» PASSAGE PROVIDED
● ● ● ●

Editorial standards

Editorial Policy

Last updated May 23, 2026

Peptides Defined publishes educational content about peptide terminology, research context, source quality, and public claims. Our goal is to help readers understand what a source says, what it does not say, and where uncertainty remains.

Scope

Our content is informational and educational. We do not provide medical advice, diagnosis, treatment guidance, purchasing recommendations, dosing protocols, or individualized health recommendations.

Authorship

Content pages should identify who wrote or materially edited the page. Current Peptides Defined pages are written and editorially reviewed by the PD Team. If we add qualified medical, scientific, pharmacy, or other expert reviewers later, reviewer names and review dates should appear on the relevant pages.

Sourcing

Peptide profiles and research explainers should cite primary sources where practical, such as peer-reviewed papers, regulatory documents, clinical trial records, official labeling, or institutional references. Secondary sources may be used for context, but they should not replace source checking for factual claims.

● ● ● ●

» EXERCISE
Answer these questions from the editorial policy above.
1. When was the policy last updated?
2. Who currently writes and editorially reviews Peptides Defined pages?
3. What kind of sources should peptide profiles and research explainers cite where practical?

» DATASET
● ● ● ●

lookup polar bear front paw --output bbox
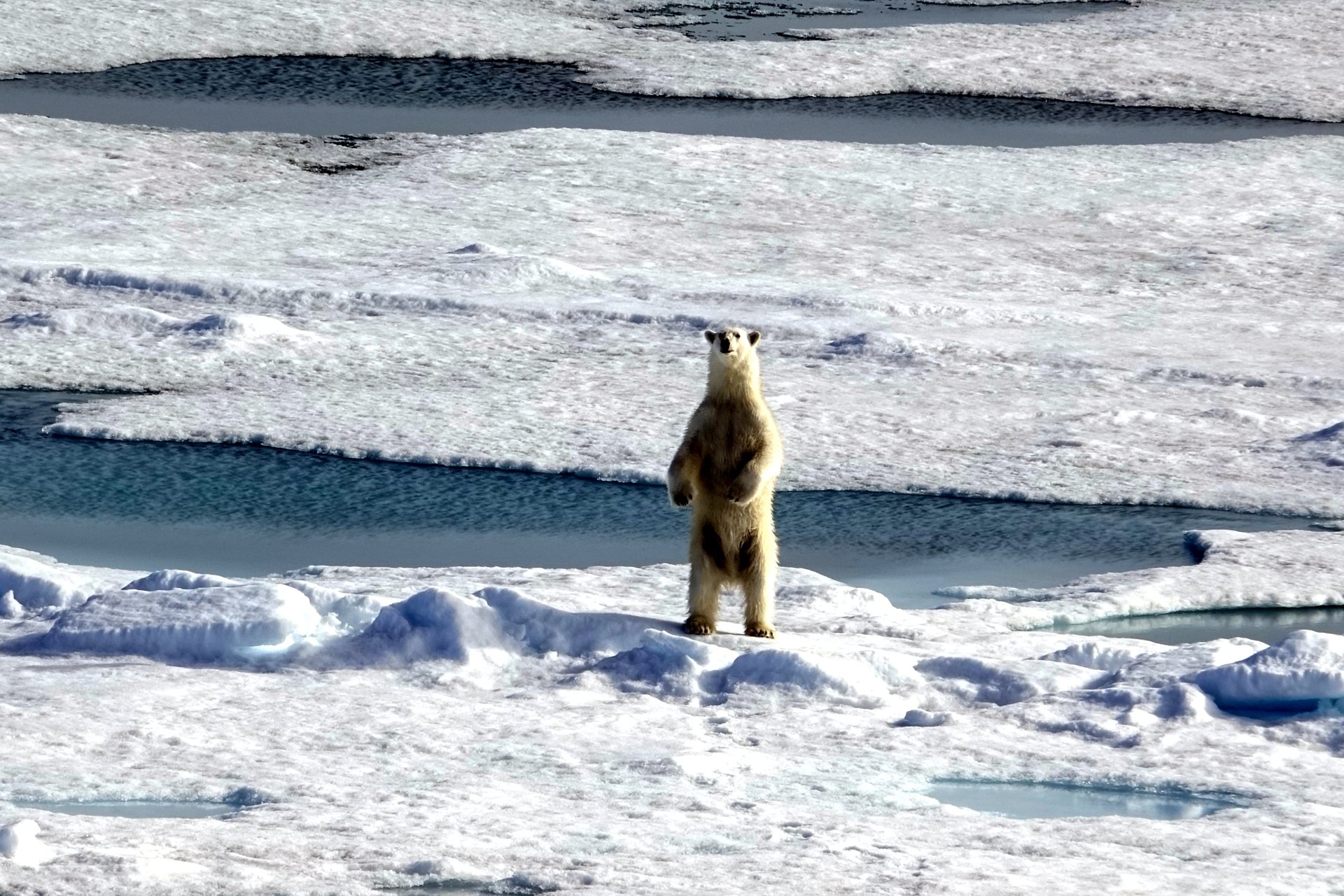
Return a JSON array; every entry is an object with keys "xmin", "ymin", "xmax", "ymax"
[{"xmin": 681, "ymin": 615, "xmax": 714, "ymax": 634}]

● ● ● ●

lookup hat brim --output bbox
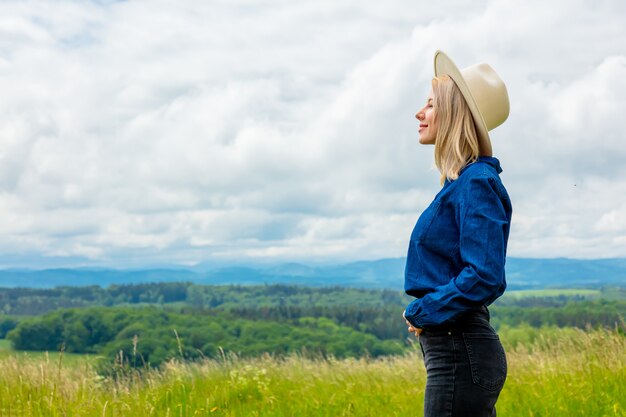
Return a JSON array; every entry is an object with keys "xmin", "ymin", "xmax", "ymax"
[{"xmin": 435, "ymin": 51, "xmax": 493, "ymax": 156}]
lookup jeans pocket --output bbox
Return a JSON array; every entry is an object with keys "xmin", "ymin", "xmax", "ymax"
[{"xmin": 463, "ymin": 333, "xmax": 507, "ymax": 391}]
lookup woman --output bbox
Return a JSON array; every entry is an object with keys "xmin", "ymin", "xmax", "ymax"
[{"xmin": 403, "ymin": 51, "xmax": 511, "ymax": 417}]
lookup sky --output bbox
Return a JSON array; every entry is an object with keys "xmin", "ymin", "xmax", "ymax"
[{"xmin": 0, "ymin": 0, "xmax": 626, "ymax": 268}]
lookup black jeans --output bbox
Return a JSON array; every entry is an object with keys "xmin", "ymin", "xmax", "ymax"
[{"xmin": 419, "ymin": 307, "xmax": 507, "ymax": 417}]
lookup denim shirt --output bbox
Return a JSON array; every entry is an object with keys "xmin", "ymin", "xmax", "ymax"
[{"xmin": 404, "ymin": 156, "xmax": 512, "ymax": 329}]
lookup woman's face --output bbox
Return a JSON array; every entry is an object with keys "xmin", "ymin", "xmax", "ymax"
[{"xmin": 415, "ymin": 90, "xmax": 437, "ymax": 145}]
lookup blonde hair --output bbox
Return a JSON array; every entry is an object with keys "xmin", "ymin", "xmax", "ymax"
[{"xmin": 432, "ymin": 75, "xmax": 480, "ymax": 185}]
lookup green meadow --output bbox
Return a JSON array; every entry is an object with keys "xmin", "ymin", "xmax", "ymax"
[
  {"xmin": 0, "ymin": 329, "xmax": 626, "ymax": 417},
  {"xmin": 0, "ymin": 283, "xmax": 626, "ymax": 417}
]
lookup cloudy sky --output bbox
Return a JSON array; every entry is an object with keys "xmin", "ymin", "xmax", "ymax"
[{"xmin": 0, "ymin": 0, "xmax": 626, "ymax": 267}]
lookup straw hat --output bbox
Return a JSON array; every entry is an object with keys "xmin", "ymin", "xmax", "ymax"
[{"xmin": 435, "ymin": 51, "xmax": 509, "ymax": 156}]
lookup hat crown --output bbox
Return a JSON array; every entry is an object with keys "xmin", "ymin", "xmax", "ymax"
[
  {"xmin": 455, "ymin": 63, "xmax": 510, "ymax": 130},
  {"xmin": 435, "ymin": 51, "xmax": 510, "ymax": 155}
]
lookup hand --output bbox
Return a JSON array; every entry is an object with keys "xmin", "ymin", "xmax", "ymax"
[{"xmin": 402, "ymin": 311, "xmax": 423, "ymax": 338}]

● ● ● ●

» TASK RESULT
1. May 23, 2026.
2. The PD Team.
3. Primary sources, such as peer-reviewed papers, regulatory documents, clinical trial records, official labeling, or institutional references.